───── Tekstfragment ─────

Powerstroke – Interview met Bavo Reyniers (zang) en Maarten Geeraerts (gitaar)
Maarten: “Een netwerk bouw je niet op vanachter je computer thuis. Je moet veel shows gaan bekijken en mensen aanspreken. Niet met de bedoeling om bewust een netwerk op te bouwen maar het werkt gewoon.”
Album na album hoor je het Belgische Powerstroke experimenteren en groeien zonder dat hun basisgeluid in het gedrang komt. Waar op voorganger ‘The Path Against All Others’ duisternis primeerde, krijg je op het nieuwe album ‘Diamonds Made Of Scars’ een breder geluid te horen met heel wat catchy nummers. Het resultaat is dat Powerstroke alweer een grote stap voorwaarts gezet heeft. Zo zaten we op een zonovergoten dag samen met zanger Bavo en gitarist Maarten in laatstgenoemde zijn tuin waar we dik in de watten gelegd werden met hapjes en het betere gerstenat.

───── Aangeleverde gegevens ─────

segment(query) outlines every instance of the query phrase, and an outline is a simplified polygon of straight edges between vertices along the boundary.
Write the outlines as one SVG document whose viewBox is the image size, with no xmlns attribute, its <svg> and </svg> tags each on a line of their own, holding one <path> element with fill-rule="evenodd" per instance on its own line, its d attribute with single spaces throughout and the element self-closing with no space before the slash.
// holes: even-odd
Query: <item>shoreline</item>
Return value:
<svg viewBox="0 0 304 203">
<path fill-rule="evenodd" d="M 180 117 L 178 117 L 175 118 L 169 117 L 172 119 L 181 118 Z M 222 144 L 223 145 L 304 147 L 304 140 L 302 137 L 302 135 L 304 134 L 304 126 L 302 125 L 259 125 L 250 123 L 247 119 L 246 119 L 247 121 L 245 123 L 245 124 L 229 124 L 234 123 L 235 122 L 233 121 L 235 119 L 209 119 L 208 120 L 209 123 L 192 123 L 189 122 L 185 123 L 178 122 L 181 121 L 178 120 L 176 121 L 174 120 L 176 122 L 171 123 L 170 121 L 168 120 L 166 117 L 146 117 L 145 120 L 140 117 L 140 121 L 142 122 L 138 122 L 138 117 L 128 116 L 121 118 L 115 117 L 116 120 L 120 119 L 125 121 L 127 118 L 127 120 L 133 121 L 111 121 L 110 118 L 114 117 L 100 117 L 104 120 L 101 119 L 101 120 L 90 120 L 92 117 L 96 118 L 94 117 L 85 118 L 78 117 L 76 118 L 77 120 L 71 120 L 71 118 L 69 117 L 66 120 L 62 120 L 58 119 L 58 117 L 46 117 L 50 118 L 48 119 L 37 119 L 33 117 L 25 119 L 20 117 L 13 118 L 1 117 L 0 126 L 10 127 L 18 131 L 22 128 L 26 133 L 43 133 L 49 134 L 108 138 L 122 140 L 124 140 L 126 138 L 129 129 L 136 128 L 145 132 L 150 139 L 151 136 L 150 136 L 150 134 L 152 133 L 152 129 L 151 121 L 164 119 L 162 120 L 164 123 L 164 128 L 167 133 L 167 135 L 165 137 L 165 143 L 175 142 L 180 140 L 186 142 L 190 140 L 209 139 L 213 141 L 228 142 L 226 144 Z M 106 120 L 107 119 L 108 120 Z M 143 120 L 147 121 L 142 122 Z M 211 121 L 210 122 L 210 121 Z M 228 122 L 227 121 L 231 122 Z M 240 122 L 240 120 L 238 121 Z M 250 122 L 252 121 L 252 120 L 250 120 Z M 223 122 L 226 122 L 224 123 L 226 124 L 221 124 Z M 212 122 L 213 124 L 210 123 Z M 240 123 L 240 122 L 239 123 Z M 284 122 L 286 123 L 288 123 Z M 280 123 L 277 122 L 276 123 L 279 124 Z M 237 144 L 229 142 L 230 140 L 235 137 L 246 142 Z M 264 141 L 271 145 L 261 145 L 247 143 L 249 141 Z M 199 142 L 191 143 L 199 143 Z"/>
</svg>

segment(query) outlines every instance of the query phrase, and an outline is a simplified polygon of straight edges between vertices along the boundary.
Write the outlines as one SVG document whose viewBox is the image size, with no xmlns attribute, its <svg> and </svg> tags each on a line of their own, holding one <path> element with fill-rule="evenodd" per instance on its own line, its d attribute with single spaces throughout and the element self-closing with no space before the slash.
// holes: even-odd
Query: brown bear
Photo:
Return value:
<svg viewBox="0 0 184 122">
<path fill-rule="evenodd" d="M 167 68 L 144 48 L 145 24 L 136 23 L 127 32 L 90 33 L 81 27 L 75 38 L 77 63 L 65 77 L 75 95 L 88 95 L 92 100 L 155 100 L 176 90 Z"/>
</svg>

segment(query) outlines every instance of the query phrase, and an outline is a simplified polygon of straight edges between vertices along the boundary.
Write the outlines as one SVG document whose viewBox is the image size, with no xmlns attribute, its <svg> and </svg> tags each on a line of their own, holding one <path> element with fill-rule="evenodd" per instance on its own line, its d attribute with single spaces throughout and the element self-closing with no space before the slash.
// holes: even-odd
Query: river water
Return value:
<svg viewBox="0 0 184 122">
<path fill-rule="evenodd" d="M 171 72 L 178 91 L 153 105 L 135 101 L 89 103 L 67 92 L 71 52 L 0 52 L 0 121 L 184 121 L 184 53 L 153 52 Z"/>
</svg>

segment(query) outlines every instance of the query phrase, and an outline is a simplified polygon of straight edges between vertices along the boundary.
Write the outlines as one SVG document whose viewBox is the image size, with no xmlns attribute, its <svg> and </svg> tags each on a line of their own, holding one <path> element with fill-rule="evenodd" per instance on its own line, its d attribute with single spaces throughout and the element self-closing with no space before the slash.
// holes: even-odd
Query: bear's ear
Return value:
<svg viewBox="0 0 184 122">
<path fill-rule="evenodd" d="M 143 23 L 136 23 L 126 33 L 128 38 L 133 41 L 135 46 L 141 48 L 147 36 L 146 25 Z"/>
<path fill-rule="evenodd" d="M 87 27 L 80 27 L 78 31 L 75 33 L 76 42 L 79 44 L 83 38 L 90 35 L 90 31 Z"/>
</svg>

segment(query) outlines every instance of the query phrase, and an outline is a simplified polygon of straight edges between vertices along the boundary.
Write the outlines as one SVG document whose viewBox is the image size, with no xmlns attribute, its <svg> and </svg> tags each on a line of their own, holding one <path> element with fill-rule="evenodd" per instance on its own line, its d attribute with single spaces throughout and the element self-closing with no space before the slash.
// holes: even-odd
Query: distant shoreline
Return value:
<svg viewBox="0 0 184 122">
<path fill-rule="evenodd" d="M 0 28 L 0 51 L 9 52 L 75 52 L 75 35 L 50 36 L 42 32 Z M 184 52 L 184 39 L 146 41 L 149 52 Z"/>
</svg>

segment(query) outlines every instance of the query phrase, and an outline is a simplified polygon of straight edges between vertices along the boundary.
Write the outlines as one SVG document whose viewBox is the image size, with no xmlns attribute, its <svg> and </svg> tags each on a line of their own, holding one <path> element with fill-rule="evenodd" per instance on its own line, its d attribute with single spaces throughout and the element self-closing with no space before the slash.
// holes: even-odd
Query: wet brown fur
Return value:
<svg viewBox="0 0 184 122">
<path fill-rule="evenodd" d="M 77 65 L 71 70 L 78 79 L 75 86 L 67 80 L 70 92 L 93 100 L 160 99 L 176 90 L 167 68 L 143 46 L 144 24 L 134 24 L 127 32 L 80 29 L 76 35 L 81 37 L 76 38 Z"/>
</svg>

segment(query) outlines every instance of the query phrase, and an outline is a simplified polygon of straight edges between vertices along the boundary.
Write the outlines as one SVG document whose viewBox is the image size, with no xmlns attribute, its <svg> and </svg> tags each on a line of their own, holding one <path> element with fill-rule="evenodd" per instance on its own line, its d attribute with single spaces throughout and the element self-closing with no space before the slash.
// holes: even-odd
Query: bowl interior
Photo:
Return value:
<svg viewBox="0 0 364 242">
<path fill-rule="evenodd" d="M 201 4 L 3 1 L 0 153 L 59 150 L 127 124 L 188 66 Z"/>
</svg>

─────

# Uit te voeren opdrachten
**1.** Beantwoord de volgende vragen over de tekst over Powerstroke.
(a) Waarvandaan bouw je volgens Maarten geen netwerk op?
(b) Hoe heet het nieuwe album van Powerstroke?
(c) Waar vond het gesprek met Bavo en Maarten plaats?
**2.** Neem uit de tekst over Powerstroke letterlijk over wat begint bij "Powerstroke – Interview" en eindigt bij "het betere gerstenat.".
Baseer je uitsluitend op de tekst over Powerstroke.

# Antwoorden
**1.**
(a) Vanachter je computer thuis.
(b) 'Diamonds Made Of Scars'.
(c) In de tuin van gitarist Maarten.

**2.**
Powerstroke – Interview met Bavo Reyniers (zang) en Maarten Geeraerts (gitaar)
Maarten: “Een netwerk bouw je niet op vanachter je computer thuis. Je moet veel shows gaan bekijken en mensen aanspreken. Niet met de bedoeling om bewust een netwerk op te bouwen maar het werkt gewoon.”
Album na album hoor je het Belgische Powerstroke experimenteren en groeien zonder dat hun basisgeluid in het gedrang komt. Waar op voorganger ‘The Path Against All Others’ duisternis primeerde, krijg je op het nieuwe album ‘Diamonds Made Of Scars’ een breder geluid te horen met heel wat catchy nummers. Het resultaat is dat Powerstroke alweer een grote stap voorwaarts gezet heeft. Zo zaten we op een zonovergoten dag samen met zanger Bavo en gitarist Maarten in laatstgenoemde zijn tuin waar we dik in de watten gelegd werden met hapjes en het betere gerstenat.